*练习任务*.
从含有“Box tree trunk.”的那一行起，到含有“450, 351, 542, 446”的那一行为止（首尾两行都包括在内），把这些记录连同其中的请求完整重写一遍。缩放答案中的坐标：每个坐标乘以2.35，按四舍五入取整数（.5进位）。请求里的数字和格式示例保持不变。

● ● ● ●

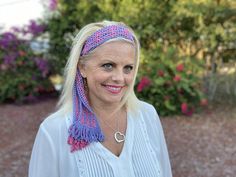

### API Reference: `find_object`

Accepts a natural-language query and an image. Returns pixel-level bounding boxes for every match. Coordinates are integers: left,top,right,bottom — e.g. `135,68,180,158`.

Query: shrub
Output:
0,21,52,102
136,48,207,116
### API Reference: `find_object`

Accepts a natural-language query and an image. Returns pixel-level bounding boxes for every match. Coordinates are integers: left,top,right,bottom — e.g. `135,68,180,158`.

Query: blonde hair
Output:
57,21,140,113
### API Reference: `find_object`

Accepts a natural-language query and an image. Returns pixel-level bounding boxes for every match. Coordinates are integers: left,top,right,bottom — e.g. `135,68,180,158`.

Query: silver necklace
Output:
101,113,125,143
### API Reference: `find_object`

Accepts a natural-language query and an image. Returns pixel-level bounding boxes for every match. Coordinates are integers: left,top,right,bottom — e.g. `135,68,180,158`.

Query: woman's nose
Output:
112,70,124,82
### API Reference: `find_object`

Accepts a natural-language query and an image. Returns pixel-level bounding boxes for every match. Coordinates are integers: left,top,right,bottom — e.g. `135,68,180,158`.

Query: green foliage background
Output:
42,0,236,114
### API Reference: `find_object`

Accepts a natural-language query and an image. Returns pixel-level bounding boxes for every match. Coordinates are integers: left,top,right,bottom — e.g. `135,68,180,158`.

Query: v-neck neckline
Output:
91,111,134,160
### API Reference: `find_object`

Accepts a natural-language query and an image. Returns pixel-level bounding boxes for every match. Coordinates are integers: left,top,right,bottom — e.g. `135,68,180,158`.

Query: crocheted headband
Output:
81,25,134,56
68,25,134,152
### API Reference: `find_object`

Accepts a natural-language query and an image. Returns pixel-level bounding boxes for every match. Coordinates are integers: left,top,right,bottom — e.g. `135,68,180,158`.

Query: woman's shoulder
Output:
139,101,157,114
40,111,70,134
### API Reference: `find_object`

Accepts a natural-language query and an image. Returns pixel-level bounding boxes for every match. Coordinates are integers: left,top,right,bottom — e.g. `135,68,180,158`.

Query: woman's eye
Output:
124,66,133,74
102,63,113,71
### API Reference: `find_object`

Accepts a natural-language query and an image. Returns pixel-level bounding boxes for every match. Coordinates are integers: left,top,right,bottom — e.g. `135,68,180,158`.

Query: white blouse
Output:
29,101,172,177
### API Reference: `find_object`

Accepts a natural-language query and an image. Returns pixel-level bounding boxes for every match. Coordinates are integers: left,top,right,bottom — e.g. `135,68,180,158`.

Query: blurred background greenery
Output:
0,0,236,116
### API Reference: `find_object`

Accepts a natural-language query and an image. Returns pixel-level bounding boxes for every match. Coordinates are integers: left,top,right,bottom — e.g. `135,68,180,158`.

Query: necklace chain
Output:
100,112,125,143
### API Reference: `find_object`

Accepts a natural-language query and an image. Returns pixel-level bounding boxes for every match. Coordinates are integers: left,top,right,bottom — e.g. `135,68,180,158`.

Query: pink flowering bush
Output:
136,46,207,116
0,21,52,102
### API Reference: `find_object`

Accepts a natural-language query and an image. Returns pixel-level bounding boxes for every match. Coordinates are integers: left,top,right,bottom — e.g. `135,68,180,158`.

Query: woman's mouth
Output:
102,85,124,94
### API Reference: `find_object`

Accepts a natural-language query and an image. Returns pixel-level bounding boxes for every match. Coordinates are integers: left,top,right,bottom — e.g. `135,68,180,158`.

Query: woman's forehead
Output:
92,41,135,58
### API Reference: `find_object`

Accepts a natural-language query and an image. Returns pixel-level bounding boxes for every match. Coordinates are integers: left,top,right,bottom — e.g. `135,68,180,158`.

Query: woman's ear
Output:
77,62,86,78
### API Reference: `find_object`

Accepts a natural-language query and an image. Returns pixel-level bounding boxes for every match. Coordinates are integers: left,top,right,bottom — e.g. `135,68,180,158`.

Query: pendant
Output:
114,131,125,143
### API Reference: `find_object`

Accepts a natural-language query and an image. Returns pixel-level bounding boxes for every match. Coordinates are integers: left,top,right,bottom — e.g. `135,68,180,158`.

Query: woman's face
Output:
79,41,135,106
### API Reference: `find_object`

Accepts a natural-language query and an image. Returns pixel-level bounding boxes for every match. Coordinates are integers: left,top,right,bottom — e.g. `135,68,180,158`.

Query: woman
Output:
29,21,172,177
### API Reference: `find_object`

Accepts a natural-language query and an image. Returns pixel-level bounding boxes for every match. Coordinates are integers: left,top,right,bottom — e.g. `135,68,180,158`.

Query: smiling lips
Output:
102,85,124,94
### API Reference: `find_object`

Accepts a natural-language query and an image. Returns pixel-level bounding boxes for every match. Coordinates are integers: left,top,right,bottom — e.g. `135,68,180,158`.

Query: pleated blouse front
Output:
29,101,172,177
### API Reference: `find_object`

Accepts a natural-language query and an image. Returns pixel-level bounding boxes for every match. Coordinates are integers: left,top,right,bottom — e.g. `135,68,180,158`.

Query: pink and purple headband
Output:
81,25,134,56
68,25,134,152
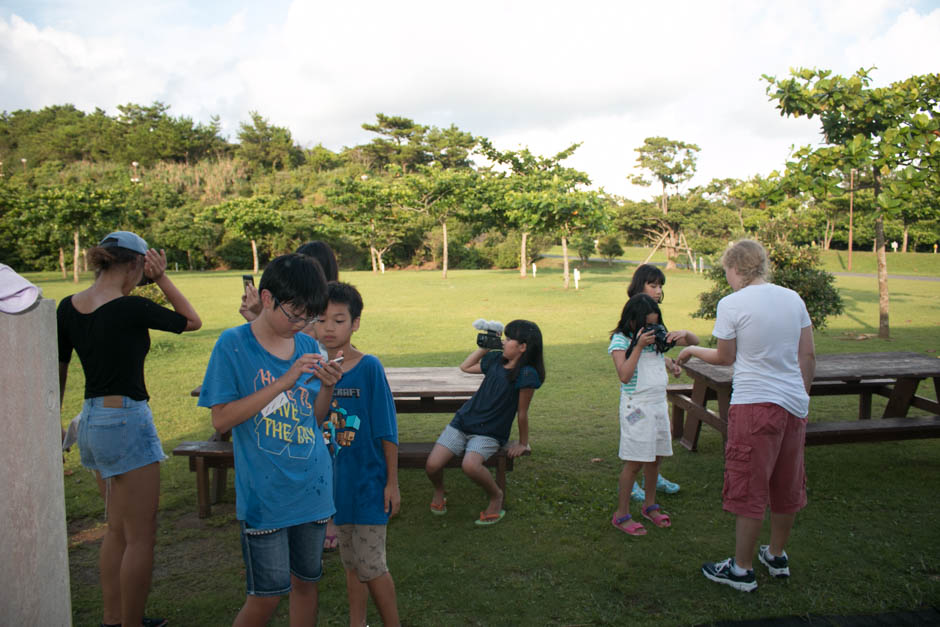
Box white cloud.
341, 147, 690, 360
0, 0, 940, 197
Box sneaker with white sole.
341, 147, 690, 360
702, 557, 757, 592
757, 544, 790, 579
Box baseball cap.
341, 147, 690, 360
98, 231, 147, 255
0, 263, 42, 314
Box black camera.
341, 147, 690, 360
477, 330, 503, 350
640, 324, 676, 353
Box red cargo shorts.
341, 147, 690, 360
722, 403, 806, 519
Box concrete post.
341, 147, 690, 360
0, 299, 72, 627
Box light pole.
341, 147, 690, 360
849, 168, 855, 272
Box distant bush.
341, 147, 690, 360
692, 243, 845, 329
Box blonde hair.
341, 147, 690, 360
721, 239, 770, 285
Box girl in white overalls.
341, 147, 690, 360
607, 294, 685, 536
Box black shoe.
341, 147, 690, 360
702, 557, 757, 592
757, 544, 790, 579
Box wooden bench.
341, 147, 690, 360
173, 439, 529, 518
806, 416, 940, 446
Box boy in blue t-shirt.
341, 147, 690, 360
317, 282, 401, 625
199, 254, 343, 626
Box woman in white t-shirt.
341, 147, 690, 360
676, 240, 816, 591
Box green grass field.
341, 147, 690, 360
29, 262, 940, 626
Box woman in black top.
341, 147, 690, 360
56, 231, 202, 627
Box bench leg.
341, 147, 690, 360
212, 468, 227, 505
194, 456, 211, 518
496, 457, 506, 509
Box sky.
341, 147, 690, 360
0, 0, 940, 199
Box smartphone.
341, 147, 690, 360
307, 355, 343, 383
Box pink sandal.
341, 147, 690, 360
610, 514, 646, 536
643, 503, 672, 527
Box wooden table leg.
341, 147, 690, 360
882, 378, 921, 418
194, 456, 211, 518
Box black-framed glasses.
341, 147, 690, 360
274, 296, 320, 326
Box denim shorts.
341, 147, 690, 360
78, 396, 166, 479
241, 521, 326, 597
437, 425, 499, 461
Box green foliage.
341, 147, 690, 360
597, 235, 623, 264
692, 242, 845, 329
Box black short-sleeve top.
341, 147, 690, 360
56, 296, 187, 401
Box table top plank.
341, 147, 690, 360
684, 352, 940, 386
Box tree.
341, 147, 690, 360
210, 196, 284, 274
393, 164, 481, 279
628, 137, 701, 270
237, 111, 303, 172
763, 68, 940, 338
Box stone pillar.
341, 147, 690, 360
0, 299, 72, 627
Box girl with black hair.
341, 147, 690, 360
425, 320, 545, 525
607, 294, 696, 536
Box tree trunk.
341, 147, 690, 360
662, 183, 678, 270
72, 231, 81, 283
561, 235, 568, 289
519, 231, 529, 279
441, 221, 447, 279
872, 166, 891, 339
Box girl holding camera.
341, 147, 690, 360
607, 294, 686, 536
425, 320, 545, 525
627, 263, 698, 501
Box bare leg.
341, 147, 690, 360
424, 444, 454, 505
108, 462, 160, 625
614, 461, 643, 518
734, 514, 764, 570
770, 512, 796, 556
346, 569, 369, 627
461, 452, 503, 514
232, 595, 281, 627
363, 571, 401, 627
95, 470, 127, 625
288, 575, 319, 627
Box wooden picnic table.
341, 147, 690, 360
670, 352, 940, 451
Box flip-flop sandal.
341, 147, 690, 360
643, 503, 672, 527
610, 514, 646, 536
473, 509, 506, 527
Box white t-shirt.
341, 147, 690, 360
712, 283, 812, 418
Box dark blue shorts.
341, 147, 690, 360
241, 521, 326, 597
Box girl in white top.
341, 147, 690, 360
607, 294, 685, 536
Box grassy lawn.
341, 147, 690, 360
30, 262, 940, 626
543, 246, 940, 277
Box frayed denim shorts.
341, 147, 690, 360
78, 396, 166, 479
241, 520, 326, 597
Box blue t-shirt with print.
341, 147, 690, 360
199, 324, 334, 529
330, 355, 398, 525
450, 351, 542, 446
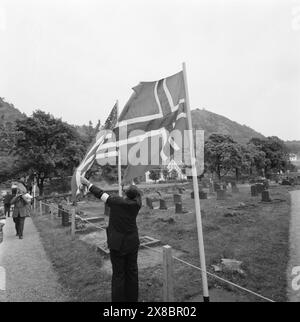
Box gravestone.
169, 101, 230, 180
57, 204, 62, 217
104, 202, 110, 216
202, 181, 207, 188
61, 208, 71, 227
175, 203, 187, 214
208, 184, 215, 193
199, 190, 207, 199
231, 181, 240, 193
178, 187, 184, 194
173, 194, 182, 204
146, 197, 153, 209
217, 190, 226, 200
261, 190, 271, 202
191, 190, 207, 199
213, 182, 221, 191
255, 183, 265, 193
281, 179, 291, 186
159, 199, 168, 210
250, 184, 258, 197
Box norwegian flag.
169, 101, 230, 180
97, 71, 189, 183
71, 103, 118, 200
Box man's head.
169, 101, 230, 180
125, 185, 141, 199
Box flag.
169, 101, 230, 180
71, 103, 118, 201
97, 71, 189, 183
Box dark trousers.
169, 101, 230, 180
14, 216, 25, 237
110, 249, 139, 302
4, 204, 10, 217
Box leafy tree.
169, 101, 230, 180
249, 136, 289, 177
169, 169, 178, 180
149, 169, 161, 183
14, 110, 86, 194
162, 168, 169, 180
204, 134, 243, 180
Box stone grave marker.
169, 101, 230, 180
261, 190, 271, 202
255, 183, 265, 193
146, 197, 153, 209
231, 181, 239, 193
159, 199, 168, 210
217, 189, 226, 200
104, 202, 110, 216
175, 203, 187, 214
213, 182, 221, 191
173, 194, 182, 204
250, 184, 258, 197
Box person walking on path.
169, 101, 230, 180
11, 193, 32, 239
3, 192, 13, 217
81, 177, 142, 302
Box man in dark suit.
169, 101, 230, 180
11, 193, 32, 239
3, 192, 13, 217
81, 177, 142, 302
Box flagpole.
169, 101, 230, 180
116, 100, 122, 197
182, 63, 209, 302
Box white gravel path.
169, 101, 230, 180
287, 190, 300, 302
0, 218, 68, 302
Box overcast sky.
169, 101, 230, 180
0, 0, 300, 140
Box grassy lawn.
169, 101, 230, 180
34, 185, 291, 301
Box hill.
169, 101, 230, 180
191, 109, 264, 143
0, 97, 25, 125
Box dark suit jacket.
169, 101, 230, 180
3, 193, 13, 205
90, 185, 142, 253
10, 196, 30, 218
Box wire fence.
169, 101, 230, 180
34, 201, 275, 302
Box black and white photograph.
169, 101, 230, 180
0, 0, 300, 306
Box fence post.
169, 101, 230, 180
163, 245, 174, 302
71, 208, 75, 238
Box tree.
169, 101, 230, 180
204, 134, 243, 180
14, 110, 85, 195
149, 169, 161, 183
169, 169, 178, 180
249, 136, 289, 177
162, 167, 169, 180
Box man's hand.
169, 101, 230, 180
80, 177, 91, 187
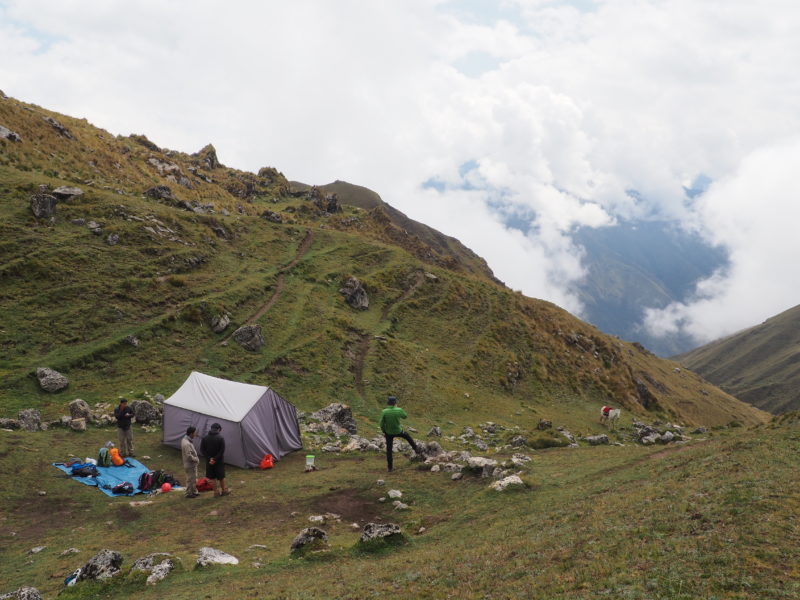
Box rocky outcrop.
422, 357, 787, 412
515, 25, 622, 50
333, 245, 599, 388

● ● ● ●

*已完成任务*.
Box tree trunk.
341, 147, 690, 360
1556, 430, 1593, 635
169, 543, 190, 665
1318, 552, 1335, 679
1220, 543, 1243, 656
1036, 519, 1050, 656
2049, 390, 2094, 797
Box girl holding camera.
341, 147, 690, 360
1426, 691, 1612, 1260
999, 752, 1281, 1234
1473, 618, 1640, 1177
Box bare leg.
341, 147, 690, 360
996, 1043, 1067, 1187
254, 1086, 376, 1469
1443, 1083, 1511, 1217
1725, 1208, 1795, 1340
1810, 1203, 1871, 1307
813, 1337, 867, 1473
1083, 1062, 1182, 1208
545, 1398, 660, 1473
853, 1342, 942, 1473
223, 1105, 298, 1469
677, 1351, 750, 1473
Box wooden picnic table.
341, 147, 690, 360
1575, 827, 2209, 1060
Box flip-flop sandal.
341, 147, 690, 360
1511, 1182, 1579, 1238
1434, 1208, 1518, 1260
1112, 1196, 1189, 1238
Box white t-shirt.
341, 147, 690, 360
1673, 665, 1908, 982
Box dark blue shorts.
341, 147, 690, 360
566, 1224, 766, 1403
Box girl in white top.
341, 147, 690, 360
1426, 691, 1610, 1260
Box grassy lawn.
341, 147, 690, 360
71, 616, 2209, 1471
1276, 578, 2209, 651
Box frayed denim shorts.
341, 147, 690, 360
183, 931, 390, 1126
566, 1222, 766, 1403
Box blue t-shirt with print.
341, 147, 690, 360
468, 761, 785, 1243
776, 834, 935, 1234
1058, 825, 1274, 1048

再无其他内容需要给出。